REQUIRED ACTION: Return the lines below exactly, from the first one through the line that has "positive clicks: (416, 355)". Leave out everything after it.

-- DATA RECORDS follows --

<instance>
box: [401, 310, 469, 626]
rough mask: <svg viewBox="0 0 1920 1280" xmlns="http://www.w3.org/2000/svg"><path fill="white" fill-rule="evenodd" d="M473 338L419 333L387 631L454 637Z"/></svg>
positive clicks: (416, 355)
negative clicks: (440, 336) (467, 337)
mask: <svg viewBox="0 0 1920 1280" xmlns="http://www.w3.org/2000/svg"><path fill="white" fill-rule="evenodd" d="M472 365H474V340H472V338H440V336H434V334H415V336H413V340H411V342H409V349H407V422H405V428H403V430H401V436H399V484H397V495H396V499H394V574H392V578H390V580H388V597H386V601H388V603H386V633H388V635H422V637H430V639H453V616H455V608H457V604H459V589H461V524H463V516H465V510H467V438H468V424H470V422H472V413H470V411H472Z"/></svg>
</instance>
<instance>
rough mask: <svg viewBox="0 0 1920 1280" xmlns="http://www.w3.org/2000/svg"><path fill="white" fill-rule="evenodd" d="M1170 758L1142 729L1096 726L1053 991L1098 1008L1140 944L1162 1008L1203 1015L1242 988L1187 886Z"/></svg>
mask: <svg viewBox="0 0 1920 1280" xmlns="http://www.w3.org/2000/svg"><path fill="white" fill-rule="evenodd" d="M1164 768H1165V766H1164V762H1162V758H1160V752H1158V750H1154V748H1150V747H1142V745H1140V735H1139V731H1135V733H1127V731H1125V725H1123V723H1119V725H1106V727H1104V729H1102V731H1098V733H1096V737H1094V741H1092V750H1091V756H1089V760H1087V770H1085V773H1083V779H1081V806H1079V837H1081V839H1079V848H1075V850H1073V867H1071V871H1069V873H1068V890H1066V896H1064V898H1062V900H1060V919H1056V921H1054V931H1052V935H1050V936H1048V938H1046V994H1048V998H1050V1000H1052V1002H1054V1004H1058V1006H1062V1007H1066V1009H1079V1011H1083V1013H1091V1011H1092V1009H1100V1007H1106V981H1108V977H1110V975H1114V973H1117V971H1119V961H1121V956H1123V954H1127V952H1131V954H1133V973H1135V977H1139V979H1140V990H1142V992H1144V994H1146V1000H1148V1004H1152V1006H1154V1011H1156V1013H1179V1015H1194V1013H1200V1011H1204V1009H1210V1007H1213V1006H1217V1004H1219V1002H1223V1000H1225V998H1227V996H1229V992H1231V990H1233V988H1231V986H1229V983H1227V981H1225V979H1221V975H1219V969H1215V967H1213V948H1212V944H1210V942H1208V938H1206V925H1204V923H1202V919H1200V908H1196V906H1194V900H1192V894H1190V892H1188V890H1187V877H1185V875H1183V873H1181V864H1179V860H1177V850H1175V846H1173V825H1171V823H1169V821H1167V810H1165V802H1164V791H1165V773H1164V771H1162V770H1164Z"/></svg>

-- DATA RECORDS concluded --

YOUR SOLUTION:
<instance>
box: [401, 310, 469, 626]
rough mask: <svg viewBox="0 0 1920 1280" xmlns="http://www.w3.org/2000/svg"><path fill="white" fill-rule="evenodd" d="M473 338L419 333L387 631L454 637Z"/></svg>
positive clicks: (416, 355)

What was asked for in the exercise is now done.